'''
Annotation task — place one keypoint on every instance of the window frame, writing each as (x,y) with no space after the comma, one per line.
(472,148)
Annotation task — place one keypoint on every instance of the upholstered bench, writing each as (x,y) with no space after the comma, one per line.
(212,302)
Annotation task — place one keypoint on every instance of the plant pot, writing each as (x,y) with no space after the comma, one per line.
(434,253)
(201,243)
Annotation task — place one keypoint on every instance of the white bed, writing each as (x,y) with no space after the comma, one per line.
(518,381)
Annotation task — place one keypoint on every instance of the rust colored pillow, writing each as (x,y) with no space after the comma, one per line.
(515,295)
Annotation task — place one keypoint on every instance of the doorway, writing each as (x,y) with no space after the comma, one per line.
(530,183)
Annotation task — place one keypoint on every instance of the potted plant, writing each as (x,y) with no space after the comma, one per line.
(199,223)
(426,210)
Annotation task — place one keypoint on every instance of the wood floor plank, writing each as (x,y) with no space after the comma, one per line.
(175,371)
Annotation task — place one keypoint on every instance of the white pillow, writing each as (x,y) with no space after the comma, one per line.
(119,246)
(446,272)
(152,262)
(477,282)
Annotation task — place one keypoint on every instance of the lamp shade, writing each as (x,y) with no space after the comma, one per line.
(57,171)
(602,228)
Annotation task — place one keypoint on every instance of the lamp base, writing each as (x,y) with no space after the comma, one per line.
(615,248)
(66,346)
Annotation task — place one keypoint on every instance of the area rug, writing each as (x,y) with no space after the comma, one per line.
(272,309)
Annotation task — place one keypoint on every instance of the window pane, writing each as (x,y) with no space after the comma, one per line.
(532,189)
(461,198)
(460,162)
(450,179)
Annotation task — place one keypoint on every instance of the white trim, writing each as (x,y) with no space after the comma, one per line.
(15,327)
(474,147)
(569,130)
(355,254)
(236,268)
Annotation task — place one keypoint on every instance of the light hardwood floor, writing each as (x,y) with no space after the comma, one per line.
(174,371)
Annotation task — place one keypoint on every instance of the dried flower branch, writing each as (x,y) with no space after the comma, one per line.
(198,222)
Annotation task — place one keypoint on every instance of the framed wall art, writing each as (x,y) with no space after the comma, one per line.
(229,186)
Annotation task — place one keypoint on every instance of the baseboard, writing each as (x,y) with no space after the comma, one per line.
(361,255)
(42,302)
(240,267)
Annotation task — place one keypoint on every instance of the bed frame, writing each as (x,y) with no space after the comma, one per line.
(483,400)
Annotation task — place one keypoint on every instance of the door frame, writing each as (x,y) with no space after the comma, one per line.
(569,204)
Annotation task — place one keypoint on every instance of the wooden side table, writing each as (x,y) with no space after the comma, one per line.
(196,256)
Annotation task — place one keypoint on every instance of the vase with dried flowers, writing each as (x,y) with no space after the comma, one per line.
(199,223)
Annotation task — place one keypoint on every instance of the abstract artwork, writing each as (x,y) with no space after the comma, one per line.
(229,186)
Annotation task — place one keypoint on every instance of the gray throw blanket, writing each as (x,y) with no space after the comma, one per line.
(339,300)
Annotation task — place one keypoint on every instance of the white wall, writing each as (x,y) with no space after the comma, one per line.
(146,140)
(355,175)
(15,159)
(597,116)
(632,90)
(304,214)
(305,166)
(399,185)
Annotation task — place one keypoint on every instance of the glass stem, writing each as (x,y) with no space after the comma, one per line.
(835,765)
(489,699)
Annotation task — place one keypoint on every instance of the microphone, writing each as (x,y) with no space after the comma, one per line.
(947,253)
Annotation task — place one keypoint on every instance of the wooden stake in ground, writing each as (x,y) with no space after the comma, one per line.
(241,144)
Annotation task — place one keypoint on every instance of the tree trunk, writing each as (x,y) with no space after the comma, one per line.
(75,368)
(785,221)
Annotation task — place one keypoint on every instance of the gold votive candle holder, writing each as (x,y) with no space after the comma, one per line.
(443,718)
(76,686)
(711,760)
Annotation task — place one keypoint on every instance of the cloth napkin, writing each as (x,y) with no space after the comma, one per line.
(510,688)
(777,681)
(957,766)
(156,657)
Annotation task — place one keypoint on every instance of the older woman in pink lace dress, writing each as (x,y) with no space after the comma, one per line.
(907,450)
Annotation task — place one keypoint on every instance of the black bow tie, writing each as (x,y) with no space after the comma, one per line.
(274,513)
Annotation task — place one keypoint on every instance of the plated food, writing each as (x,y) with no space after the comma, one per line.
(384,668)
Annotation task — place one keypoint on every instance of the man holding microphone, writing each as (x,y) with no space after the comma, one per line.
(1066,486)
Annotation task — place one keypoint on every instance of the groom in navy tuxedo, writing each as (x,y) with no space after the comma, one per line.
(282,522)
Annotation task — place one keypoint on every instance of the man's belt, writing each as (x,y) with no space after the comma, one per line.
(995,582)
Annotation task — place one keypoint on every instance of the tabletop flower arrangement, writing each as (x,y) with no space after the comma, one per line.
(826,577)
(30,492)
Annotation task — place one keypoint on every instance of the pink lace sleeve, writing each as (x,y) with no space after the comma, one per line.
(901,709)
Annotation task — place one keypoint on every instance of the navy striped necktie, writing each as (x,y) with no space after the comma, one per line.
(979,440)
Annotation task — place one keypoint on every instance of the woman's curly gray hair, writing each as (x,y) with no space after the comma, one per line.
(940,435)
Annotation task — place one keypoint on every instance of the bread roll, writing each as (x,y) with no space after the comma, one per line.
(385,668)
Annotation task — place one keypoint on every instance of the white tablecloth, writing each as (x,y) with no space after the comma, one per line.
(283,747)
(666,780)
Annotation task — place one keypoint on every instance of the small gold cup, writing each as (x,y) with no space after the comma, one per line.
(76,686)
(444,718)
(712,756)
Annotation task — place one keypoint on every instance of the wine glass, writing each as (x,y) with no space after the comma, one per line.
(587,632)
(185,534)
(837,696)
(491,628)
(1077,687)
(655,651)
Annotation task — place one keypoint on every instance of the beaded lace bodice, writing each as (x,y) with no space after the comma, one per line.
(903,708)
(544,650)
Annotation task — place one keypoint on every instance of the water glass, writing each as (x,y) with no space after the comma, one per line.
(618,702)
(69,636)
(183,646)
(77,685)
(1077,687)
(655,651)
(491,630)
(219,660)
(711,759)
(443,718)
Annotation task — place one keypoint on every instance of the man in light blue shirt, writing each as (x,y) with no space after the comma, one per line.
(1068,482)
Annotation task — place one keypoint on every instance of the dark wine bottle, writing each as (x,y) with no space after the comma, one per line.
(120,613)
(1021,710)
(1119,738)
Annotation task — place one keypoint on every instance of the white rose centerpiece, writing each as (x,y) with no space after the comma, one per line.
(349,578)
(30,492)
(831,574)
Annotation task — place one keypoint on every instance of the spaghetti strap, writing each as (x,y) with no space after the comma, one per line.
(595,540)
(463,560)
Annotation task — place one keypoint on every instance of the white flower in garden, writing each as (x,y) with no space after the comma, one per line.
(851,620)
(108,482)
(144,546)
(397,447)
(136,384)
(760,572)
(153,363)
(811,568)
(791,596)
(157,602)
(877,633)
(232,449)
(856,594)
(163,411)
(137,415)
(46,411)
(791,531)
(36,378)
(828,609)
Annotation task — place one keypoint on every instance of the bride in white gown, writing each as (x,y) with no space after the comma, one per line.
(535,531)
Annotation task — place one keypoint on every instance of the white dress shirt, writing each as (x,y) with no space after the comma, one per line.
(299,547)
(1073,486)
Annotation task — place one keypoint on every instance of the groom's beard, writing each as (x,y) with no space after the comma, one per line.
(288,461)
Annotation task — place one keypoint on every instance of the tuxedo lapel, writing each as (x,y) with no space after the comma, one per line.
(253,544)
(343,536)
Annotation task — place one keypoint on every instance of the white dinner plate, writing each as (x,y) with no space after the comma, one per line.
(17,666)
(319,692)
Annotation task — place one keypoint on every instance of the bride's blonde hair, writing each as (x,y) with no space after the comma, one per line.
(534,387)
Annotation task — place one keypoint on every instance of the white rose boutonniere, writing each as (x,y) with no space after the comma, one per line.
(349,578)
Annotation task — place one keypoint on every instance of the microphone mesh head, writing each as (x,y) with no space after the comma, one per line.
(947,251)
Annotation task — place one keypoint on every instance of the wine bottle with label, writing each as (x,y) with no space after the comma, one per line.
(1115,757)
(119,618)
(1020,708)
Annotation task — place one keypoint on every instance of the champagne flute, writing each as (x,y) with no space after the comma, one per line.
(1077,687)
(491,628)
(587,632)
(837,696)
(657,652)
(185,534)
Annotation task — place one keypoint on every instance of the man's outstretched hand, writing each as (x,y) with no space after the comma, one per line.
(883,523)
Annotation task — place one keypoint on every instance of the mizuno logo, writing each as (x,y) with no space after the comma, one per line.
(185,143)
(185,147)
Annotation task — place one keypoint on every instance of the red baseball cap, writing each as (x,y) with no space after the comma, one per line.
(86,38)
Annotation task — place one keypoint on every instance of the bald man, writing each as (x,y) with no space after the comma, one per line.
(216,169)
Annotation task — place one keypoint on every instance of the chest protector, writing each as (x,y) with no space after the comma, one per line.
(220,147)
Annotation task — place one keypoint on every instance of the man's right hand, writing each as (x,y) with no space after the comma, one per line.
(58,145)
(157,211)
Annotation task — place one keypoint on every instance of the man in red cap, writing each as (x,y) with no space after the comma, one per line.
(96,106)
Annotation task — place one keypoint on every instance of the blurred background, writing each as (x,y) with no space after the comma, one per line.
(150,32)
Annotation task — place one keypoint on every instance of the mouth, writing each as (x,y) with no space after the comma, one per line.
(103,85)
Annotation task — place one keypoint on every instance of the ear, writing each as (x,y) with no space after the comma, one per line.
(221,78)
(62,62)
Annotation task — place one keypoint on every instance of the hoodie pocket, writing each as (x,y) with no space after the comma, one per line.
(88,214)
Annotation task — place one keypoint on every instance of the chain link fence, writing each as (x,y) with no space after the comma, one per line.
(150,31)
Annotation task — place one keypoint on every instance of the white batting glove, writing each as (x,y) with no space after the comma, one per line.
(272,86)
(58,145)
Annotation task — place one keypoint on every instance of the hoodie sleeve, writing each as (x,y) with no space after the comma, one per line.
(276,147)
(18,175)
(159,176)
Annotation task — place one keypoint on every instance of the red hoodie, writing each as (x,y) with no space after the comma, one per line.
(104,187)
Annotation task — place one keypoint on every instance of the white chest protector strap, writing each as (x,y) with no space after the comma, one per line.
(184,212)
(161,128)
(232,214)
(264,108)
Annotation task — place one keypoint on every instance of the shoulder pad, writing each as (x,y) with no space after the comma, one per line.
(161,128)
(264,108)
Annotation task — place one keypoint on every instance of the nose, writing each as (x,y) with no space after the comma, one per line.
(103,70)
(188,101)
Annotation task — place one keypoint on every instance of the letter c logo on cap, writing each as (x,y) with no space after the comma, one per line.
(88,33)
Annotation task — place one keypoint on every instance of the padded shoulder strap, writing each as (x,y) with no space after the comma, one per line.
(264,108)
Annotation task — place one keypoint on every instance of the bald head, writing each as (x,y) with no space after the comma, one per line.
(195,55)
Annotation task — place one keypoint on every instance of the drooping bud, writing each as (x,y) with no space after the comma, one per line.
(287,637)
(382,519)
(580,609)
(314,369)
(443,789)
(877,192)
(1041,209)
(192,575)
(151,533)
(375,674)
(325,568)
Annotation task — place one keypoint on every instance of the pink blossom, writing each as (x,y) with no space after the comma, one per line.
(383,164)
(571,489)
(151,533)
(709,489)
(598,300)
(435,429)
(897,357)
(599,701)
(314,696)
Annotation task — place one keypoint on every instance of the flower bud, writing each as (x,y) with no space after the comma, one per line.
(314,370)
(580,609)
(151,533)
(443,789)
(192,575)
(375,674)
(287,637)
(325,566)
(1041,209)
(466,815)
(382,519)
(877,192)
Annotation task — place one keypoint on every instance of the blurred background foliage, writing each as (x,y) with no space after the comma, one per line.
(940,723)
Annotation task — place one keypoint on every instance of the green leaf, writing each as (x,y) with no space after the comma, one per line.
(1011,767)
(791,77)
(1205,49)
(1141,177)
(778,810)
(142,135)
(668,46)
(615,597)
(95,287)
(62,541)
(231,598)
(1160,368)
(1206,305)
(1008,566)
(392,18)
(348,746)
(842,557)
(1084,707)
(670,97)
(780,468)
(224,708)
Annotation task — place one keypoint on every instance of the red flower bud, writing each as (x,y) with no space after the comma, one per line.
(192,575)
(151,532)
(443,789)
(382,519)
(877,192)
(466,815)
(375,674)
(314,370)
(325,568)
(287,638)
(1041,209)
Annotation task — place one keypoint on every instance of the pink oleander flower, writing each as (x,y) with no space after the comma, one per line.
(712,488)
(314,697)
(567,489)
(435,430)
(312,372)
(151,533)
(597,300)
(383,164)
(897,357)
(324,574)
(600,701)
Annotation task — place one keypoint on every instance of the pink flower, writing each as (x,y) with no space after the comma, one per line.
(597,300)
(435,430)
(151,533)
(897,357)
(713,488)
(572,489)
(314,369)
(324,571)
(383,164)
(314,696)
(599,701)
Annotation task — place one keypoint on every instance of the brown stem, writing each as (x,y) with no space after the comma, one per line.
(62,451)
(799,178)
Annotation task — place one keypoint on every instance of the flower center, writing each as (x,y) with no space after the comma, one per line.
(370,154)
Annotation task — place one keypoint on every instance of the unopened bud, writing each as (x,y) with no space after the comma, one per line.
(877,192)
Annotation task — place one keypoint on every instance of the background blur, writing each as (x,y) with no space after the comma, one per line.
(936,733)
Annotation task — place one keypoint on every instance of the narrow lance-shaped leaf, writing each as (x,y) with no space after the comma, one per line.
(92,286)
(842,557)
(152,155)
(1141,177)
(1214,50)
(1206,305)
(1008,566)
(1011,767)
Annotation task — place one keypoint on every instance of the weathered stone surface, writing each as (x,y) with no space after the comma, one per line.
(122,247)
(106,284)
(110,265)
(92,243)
'''
• Short problem: Everything from the line with "of the background" through the last line of the material above should be echoed exactly, and nothing else.

• Response for this exercise:
Annotation task — place one keypoint on every instance of the background blur, writing each as (x,y) with no space after the comma, one per line.
(936,733)
Annotation task — place one keypoint on every instance of the narrow lance-shaped leaf, writing each as (x,y) with no space after the comma, one per line.
(92,286)
(842,557)
(152,155)
(1141,177)
(1214,50)
(1206,305)
(1008,566)
(1011,767)
Annotation task — place one keypoint on every instance of the weathered stone surface, writing each as (x,y) with no space after the comma, one per line.
(122,247)
(106,284)
(110,265)
(92,243)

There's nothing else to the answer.